Bounding-box rows:
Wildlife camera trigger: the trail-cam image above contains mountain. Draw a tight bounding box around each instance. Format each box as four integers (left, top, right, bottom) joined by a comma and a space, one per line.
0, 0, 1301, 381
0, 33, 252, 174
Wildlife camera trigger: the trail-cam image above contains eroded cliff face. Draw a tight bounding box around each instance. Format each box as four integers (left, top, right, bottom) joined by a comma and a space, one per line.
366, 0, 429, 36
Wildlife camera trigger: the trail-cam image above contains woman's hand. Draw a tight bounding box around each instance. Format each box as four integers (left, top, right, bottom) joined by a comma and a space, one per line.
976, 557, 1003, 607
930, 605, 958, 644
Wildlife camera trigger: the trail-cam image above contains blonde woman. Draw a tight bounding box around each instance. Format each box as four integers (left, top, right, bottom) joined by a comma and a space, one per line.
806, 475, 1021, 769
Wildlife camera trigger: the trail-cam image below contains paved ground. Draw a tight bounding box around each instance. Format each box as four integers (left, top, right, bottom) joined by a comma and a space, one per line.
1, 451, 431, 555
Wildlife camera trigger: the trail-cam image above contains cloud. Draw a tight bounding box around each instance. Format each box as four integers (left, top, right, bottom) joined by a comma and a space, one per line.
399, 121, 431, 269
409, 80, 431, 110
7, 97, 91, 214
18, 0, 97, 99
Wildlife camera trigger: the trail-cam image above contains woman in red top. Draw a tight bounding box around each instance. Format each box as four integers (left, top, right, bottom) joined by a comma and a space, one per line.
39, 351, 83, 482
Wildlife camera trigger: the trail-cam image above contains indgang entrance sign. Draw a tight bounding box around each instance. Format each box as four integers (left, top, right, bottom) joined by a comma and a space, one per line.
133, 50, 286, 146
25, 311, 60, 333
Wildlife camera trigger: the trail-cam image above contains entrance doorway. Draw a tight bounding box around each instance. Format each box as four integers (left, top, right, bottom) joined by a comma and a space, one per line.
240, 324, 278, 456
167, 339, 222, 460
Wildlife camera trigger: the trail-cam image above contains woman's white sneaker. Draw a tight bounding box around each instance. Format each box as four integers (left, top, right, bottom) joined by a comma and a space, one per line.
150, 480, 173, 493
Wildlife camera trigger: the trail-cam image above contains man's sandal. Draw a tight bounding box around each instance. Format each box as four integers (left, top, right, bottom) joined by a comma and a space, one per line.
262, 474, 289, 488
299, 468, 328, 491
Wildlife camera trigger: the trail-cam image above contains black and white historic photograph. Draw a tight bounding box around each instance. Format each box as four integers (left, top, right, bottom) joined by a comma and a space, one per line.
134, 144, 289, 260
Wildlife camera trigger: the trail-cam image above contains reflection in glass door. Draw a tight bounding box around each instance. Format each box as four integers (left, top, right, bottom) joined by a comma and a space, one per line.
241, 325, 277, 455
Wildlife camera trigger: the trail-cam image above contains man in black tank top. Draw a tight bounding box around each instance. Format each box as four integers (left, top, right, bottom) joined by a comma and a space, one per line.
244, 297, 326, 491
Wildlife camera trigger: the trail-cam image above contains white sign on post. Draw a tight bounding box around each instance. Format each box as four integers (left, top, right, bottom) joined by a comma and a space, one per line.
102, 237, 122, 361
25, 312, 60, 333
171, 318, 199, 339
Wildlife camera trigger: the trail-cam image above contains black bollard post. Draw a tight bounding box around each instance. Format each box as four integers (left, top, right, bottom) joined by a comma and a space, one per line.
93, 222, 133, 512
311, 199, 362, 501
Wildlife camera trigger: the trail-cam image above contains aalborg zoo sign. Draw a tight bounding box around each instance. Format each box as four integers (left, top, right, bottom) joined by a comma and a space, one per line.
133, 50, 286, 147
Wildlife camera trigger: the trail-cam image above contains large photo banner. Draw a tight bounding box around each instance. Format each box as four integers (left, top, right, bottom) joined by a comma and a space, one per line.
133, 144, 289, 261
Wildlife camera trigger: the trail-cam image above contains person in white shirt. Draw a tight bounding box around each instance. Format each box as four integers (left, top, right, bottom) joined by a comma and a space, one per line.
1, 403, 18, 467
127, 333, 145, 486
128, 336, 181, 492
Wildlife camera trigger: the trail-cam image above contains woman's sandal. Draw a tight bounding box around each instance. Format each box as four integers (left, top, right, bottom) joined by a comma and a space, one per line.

Your objective ▸ Update the lines from the one containing "above contains person" through the one containing "128, 336, 181, 492", changing "white shirt" to "blue shirt" and leaving everything else untouched. Return only those lines.

Full solution ▸
Wildlife camera trigger: the trail-cam image above contains person in blue shirt. Draw a tight bounding box around each instance. Format each box as four integers (left, top, right, bottom) joined by a comma and a space, one per line.
1, 403, 18, 467
127, 333, 145, 486
128, 336, 181, 492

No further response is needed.